- Problem statement: Please extract each line below that contains the word "utility", copying those lines in full.

[Excerpts from pointing data]
##########

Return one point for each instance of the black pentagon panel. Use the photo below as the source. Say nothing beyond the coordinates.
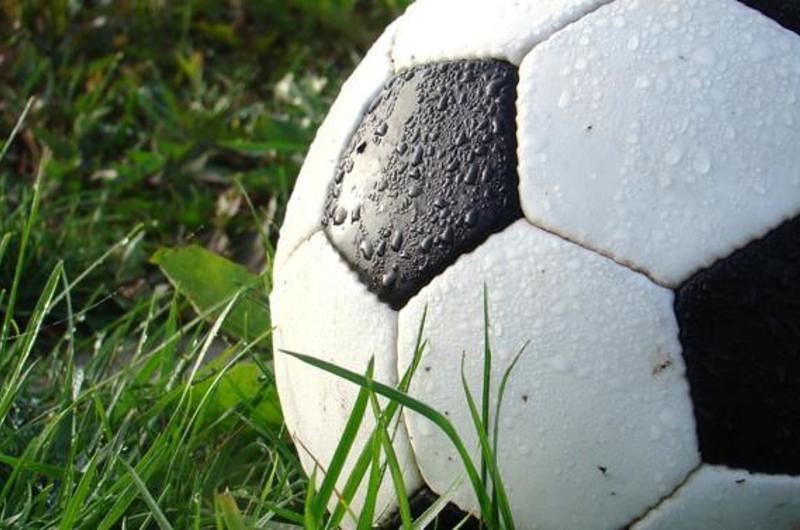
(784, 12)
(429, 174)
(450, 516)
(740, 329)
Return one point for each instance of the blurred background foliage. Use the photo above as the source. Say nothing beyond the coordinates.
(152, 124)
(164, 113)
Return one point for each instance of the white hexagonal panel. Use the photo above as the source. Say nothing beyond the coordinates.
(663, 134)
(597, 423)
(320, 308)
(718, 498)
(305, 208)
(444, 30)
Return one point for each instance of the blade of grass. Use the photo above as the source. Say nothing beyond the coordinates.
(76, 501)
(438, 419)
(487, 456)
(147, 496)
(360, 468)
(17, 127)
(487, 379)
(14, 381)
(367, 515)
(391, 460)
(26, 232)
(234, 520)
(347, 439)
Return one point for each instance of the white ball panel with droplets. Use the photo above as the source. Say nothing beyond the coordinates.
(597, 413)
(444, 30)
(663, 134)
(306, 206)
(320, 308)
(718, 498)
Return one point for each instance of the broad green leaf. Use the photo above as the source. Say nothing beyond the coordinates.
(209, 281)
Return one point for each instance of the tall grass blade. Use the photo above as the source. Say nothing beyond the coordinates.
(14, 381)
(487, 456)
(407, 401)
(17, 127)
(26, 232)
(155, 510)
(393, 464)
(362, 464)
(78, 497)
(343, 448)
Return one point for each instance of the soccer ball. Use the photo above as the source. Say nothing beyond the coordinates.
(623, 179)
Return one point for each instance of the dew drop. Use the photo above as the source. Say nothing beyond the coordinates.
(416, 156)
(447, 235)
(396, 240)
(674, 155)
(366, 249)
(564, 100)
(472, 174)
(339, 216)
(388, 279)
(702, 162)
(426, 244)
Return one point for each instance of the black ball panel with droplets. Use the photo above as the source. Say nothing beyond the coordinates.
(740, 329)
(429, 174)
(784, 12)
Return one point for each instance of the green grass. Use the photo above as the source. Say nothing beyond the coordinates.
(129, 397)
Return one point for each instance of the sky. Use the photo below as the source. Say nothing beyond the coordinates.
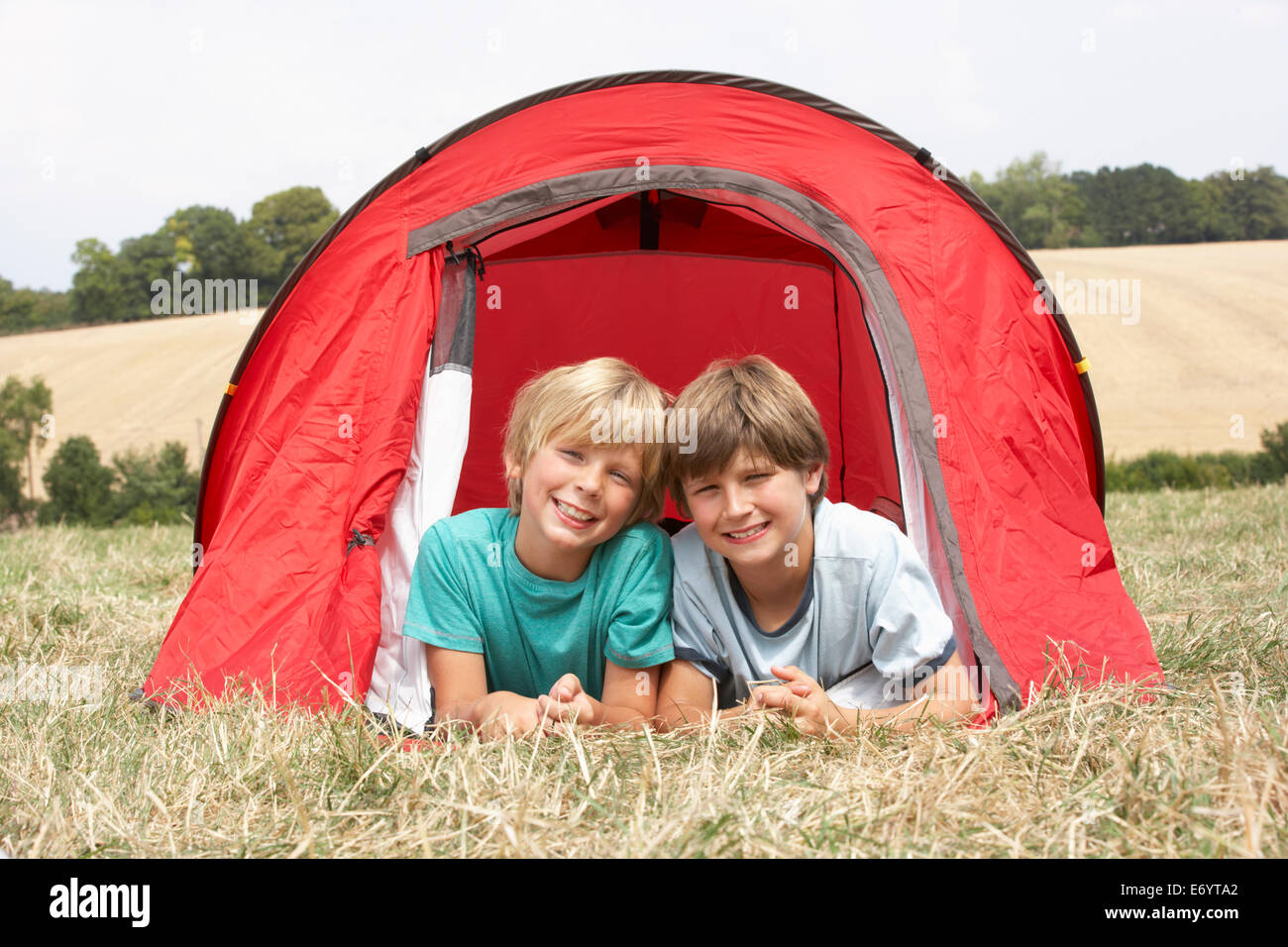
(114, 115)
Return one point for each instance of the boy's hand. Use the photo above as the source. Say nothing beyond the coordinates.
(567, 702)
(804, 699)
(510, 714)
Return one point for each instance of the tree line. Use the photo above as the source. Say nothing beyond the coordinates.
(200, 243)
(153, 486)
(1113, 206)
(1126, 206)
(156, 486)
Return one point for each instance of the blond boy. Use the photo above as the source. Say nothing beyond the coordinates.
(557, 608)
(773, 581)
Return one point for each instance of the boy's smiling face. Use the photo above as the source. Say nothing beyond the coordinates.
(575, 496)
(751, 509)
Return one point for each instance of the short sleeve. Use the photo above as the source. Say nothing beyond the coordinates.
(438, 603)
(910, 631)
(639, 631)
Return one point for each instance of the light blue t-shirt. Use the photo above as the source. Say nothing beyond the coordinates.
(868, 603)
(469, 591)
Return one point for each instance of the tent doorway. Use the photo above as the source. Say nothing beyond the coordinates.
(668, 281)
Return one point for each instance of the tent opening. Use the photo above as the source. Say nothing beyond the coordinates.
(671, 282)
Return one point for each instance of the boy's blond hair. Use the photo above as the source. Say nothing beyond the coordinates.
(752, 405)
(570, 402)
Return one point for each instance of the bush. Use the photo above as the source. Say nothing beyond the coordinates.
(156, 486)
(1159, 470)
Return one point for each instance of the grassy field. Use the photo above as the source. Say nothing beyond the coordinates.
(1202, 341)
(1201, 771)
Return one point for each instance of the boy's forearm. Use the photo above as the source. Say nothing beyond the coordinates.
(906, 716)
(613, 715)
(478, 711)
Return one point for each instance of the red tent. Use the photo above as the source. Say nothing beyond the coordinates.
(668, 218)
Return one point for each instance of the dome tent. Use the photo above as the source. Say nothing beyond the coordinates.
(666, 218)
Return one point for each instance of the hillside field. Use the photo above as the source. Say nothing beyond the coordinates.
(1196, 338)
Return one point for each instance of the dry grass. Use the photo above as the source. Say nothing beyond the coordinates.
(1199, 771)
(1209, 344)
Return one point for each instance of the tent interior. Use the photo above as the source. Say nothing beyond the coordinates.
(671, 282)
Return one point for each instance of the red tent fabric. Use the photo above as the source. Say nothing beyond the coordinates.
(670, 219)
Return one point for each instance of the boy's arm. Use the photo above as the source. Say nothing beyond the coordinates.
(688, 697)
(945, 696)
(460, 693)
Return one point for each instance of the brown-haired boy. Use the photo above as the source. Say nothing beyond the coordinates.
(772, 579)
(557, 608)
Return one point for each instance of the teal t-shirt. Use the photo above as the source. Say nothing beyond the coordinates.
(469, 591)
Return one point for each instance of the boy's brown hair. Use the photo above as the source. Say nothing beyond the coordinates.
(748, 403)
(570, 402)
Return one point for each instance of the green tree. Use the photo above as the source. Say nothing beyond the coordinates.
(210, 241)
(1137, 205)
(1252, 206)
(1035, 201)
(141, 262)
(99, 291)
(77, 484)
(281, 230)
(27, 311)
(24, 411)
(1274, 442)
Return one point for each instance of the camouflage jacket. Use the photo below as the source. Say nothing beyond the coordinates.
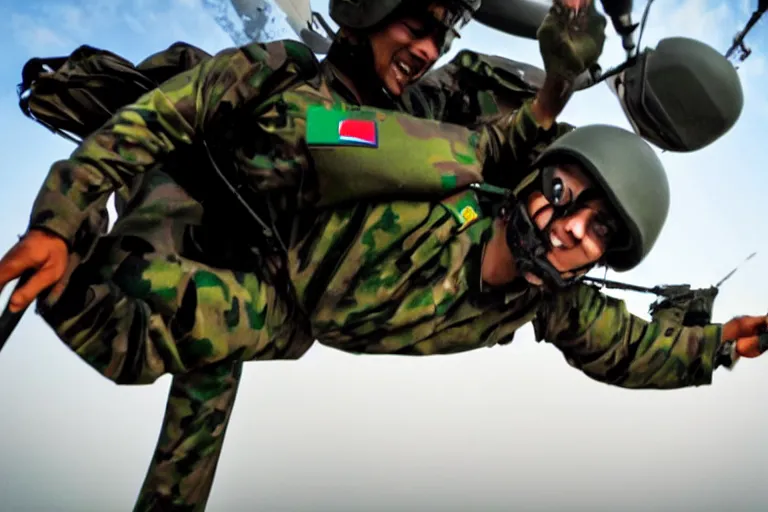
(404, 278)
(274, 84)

##########

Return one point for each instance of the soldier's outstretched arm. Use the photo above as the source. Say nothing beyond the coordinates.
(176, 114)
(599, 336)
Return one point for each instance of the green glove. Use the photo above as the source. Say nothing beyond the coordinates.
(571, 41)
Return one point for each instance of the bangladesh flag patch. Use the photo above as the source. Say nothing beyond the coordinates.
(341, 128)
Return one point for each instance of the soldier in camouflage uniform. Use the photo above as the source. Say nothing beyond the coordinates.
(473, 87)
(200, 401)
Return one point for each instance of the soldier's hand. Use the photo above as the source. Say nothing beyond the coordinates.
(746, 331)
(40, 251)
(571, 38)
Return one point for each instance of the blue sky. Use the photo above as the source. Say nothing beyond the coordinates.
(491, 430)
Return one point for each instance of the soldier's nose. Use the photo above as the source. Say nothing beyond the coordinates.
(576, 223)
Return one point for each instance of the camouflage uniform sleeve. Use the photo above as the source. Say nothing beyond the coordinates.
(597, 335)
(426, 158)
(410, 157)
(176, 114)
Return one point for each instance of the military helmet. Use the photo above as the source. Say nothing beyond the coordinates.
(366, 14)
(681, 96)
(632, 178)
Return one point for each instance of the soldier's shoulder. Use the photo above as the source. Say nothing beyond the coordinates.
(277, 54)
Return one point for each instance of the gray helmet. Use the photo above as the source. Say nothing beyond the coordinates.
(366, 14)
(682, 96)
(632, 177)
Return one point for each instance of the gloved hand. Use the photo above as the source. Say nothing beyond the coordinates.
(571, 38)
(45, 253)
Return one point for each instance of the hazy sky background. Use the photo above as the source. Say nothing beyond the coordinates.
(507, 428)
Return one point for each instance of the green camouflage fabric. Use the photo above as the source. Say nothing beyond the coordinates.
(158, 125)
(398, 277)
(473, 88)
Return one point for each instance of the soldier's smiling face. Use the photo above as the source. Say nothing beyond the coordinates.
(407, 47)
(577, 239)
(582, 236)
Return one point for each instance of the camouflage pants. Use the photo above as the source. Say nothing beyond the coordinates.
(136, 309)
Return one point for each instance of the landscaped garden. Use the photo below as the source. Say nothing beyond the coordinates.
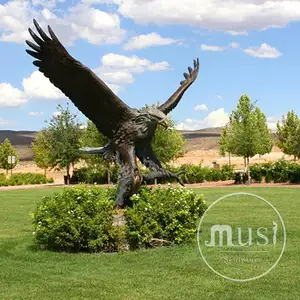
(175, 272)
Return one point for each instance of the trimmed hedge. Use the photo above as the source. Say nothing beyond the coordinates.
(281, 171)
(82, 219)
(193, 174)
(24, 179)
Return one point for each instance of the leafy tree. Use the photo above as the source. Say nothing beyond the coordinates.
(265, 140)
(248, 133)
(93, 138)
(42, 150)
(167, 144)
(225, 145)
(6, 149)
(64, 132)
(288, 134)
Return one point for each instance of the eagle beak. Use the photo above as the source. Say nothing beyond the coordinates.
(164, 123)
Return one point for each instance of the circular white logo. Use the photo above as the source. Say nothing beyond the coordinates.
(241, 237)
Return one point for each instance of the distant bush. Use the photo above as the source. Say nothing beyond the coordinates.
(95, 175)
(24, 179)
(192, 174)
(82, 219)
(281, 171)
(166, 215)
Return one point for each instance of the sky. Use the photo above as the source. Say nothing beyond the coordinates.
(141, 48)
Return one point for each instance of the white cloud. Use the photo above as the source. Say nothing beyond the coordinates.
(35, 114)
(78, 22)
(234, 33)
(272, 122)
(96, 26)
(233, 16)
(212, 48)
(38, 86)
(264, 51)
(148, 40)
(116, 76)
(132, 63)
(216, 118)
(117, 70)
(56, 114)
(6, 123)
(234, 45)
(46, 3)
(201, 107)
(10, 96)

##########

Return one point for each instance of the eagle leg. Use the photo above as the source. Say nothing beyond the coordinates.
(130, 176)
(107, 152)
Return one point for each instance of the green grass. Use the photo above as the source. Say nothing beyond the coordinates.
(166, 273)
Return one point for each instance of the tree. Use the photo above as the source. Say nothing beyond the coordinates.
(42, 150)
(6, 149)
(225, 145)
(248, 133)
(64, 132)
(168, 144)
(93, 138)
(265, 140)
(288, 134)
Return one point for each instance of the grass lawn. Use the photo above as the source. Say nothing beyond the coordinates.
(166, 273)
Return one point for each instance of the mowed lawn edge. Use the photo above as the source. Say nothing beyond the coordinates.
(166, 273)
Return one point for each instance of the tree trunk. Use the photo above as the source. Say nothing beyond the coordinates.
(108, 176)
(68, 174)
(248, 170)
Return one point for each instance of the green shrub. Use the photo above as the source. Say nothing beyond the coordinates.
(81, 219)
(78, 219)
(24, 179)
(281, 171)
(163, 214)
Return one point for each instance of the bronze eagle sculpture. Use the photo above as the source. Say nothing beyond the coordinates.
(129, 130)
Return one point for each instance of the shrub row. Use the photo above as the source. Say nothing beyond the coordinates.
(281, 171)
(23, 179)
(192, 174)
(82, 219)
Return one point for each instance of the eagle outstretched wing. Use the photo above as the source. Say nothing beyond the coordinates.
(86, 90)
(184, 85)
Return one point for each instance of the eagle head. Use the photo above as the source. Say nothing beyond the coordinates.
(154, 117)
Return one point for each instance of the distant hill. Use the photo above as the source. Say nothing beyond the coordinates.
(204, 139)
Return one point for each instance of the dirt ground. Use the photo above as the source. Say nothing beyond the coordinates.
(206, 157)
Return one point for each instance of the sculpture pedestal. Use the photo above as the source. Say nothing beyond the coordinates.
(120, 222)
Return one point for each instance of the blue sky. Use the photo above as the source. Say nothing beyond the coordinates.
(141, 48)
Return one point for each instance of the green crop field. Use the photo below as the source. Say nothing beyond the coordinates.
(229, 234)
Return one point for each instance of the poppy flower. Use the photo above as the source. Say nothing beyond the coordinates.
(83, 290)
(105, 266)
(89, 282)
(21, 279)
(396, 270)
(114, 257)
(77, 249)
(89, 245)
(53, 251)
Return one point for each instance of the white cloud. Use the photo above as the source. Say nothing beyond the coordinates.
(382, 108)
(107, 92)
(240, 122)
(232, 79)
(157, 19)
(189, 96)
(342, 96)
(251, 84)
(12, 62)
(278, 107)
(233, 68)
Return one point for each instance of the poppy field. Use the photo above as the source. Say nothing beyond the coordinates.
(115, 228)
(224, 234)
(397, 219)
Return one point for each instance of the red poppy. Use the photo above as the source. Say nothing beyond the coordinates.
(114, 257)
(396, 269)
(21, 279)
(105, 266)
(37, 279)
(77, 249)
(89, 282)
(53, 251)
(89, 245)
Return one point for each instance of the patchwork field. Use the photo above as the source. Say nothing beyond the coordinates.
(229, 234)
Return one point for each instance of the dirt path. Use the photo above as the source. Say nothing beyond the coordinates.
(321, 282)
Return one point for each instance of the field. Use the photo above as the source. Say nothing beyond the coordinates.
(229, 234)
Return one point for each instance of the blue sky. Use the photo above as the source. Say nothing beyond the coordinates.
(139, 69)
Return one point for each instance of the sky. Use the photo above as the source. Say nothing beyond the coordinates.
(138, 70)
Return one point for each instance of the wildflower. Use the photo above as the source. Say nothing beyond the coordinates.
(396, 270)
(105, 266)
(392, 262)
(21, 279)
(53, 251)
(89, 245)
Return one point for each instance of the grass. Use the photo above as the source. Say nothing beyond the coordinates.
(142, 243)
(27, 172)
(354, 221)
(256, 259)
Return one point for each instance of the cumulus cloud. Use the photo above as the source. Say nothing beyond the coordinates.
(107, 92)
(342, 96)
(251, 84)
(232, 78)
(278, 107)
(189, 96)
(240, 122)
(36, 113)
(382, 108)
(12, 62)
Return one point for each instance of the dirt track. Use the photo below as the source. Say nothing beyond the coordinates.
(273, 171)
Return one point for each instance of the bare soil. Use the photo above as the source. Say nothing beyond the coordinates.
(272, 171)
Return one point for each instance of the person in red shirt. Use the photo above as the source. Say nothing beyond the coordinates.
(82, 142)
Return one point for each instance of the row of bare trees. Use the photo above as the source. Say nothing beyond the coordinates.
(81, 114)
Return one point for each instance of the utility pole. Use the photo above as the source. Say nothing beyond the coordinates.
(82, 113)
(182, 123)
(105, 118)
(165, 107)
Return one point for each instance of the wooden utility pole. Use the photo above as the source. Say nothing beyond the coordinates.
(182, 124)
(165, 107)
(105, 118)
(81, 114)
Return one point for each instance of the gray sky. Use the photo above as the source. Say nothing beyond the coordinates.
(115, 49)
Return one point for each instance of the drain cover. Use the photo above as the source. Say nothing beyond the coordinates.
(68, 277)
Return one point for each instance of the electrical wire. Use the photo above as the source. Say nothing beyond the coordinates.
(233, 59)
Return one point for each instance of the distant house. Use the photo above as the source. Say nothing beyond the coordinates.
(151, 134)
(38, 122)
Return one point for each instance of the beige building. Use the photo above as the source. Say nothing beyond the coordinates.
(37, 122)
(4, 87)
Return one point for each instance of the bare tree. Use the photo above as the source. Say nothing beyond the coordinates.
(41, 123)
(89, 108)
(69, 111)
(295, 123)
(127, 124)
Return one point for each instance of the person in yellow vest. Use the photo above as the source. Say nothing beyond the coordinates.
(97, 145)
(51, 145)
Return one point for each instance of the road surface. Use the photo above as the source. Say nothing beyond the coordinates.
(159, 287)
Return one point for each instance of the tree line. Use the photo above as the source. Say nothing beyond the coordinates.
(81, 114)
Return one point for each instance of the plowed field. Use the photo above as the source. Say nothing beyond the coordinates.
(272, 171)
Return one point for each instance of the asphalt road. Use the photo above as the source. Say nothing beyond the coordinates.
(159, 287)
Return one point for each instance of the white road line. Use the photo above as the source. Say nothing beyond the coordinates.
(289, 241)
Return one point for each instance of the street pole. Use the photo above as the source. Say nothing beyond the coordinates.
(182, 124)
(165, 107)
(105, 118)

##########

- Full solution:
Return one point for each instance of the utility pole. Use the photo above as the source. Say nothing beyond the coordinates.
Return one point for each instance of the wooden utility pole. Use the photo above as the source. Say nothing beyond the coordinates.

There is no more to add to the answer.